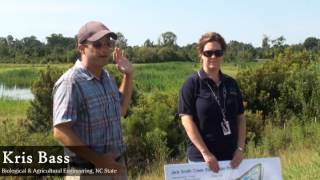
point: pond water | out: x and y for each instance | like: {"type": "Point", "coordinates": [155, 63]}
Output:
{"type": "Point", "coordinates": [15, 92]}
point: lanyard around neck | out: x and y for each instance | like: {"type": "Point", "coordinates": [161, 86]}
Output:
{"type": "Point", "coordinates": [222, 108]}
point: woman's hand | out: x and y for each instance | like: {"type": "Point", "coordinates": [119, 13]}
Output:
{"type": "Point", "coordinates": [212, 162]}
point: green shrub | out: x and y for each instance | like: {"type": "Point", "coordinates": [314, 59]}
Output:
{"type": "Point", "coordinates": [40, 111]}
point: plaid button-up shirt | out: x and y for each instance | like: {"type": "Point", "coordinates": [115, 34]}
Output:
{"type": "Point", "coordinates": [91, 106]}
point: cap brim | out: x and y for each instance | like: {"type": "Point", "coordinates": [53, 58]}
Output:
{"type": "Point", "coordinates": [100, 34]}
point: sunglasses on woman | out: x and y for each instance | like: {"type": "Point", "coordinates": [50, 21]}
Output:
{"type": "Point", "coordinates": [216, 53]}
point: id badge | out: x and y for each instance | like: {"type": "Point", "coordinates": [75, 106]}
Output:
{"type": "Point", "coordinates": [226, 128]}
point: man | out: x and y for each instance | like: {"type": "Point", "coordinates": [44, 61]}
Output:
{"type": "Point", "coordinates": [87, 103]}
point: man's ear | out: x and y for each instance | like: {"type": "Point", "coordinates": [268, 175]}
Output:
{"type": "Point", "coordinates": [81, 48]}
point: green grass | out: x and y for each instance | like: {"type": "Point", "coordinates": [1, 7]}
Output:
{"type": "Point", "coordinates": [13, 109]}
{"type": "Point", "coordinates": [297, 146]}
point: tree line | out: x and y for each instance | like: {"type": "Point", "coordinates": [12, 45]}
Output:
{"type": "Point", "coordinates": [60, 49]}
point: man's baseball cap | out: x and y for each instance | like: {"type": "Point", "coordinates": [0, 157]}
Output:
{"type": "Point", "coordinates": [93, 31]}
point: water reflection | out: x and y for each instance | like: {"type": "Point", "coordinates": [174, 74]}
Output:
{"type": "Point", "coordinates": [15, 92]}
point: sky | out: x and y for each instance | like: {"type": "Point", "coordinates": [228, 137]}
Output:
{"type": "Point", "coordinates": [241, 20]}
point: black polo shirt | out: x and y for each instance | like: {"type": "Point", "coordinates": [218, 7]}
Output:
{"type": "Point", "coordinates": [196, 99]}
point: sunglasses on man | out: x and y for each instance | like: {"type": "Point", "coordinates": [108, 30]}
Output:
{"type": "Point", "coordinates": [216, 53]}
{"type": "Point", "coordinates": [105, 43]}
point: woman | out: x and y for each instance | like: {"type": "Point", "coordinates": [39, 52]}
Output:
{"type": "Point", "coordinates": [211, 109]}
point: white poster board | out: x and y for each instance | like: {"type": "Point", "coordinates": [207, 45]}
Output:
{"type": "Point", "coordinates": [249, 169]}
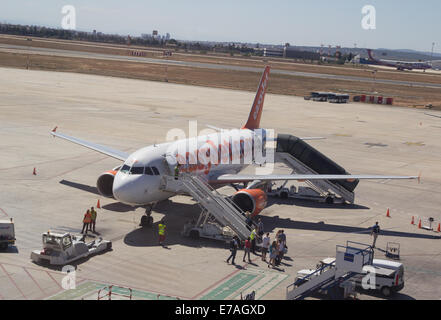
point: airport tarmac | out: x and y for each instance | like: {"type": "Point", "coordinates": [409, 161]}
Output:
{"type": "Point", "coordinates": [128, 114]}
{"type": "Point", "coordinates": [89, 55]}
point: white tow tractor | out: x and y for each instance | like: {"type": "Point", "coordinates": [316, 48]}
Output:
{"type": "Point", "coordinates": [302, 193]}
{"type": "Point", "coordinates": [7, 234]}
{"type": "Point", "coordinates": [387, 276]}
{"type": "Point", "coordinates": [208, 229]}
{"type": "Point", "coordinates": [62, 249]}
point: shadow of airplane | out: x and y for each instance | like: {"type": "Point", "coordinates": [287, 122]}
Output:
{"type": "Point", "coordinates": [80, 186]}
{"type": "Point", "coordinates": [313, 204]}
{"type": "Point", "coordinates": [272, 223]}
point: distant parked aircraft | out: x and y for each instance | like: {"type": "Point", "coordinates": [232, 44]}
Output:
{"type": "Point", "coordinates": [400, 65]}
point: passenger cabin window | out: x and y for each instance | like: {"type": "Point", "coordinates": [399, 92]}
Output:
{"type": "Point", "coordinates": [137, 170]}
{"type": "Point", "coordinates": [125, 169]}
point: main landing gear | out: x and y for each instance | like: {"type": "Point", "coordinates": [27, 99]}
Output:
{"type": "Point", "coordinates": [147, 219]}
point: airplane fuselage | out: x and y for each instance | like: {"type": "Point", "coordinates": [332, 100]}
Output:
{"type": "Point", "coordinates": [138, 180]}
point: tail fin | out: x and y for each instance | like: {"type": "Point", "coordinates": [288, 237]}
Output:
{"type": "Point", "coordinates": [371, 57]}
{"type": "Point", "coordinates": [256, 110]}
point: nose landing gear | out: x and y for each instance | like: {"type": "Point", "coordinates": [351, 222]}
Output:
{"type": "Point", "coordinates": [147, 219]}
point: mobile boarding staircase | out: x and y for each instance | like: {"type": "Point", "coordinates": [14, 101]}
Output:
{"type": "Point", "coordinates": [291, 151]}
{"type": "Point", "coordinates": [349, 262]}
{"type": "Point", "coordinates": [213, 204]}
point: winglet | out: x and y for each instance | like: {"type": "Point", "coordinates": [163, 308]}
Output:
{"type": "Point", "coordinates": [256, 110]}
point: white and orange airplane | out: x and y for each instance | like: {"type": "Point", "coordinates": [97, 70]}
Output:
{"type": "Point", "coordinates": [216, 158]}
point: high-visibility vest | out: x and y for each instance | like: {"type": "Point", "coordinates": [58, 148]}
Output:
{"type": "Point", "coordinates": [87, 218]}
{"type": "Point", "coordinates": [161, 229]}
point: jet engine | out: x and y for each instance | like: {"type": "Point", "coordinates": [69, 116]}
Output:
{"type": "Point", "coordinates": [251, 200]}
{"type": "Point", "coordinates": [104, 183]}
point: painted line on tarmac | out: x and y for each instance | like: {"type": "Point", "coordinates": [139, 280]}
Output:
{"type": "Point", "coordinates": [13, 282]}
{"type": "Point", "coordinates": [4, 212]}
{"type": "Point", "coordinates": [215, 284]}
{"type": "Point", "coordinates": [33, 279]}
{"type": "Point", "coordinates": [267, 281]}
{"type": "Point", "coordinates": [91, 289]}
{"type": "Point", "coordinates": [50, 276]}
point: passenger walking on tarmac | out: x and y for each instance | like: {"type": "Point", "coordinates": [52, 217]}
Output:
{"type": "Point", "coordinates": [86, 221]}
{"type": "Point", "coordinates": [249, 220]}
{"type": "Point", "coordinates": [273, 254]}
{"type": "Point", "coordinates": [177, 168]}
{"type": "Point", "coordinates": [247, 249]}
{"type": "Point", "coordinates": [375, 232]}
{"type": "Point", "coordinates": [253, 236]}
{"type": "Point", "coordinates": [279, 257]}
{"type": "Point", "coordinates": [161, 232]}
{"type": "Point", "coordinates": [282, 236]}
{"type": "Point", "coordinates": [265, 246]}
{"type": "Point", "coordinates": [260, 228]}
{"type": "Point", "coordinates": [233, 248]}
{"type": "Point", "coordinates": [93, 220]}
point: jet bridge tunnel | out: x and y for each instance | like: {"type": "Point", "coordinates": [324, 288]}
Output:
{"type": "Point", "coordinates": [313, 159]}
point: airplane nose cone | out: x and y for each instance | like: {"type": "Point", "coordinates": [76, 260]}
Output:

┄┄┄┄┄┄┄┄┄┄┄┄┄┄┄┄┄┄┄┄

-- TO DO --
Tell how many lines of the data include the word "white", and nothing else.

-- ANSWER BOX --
3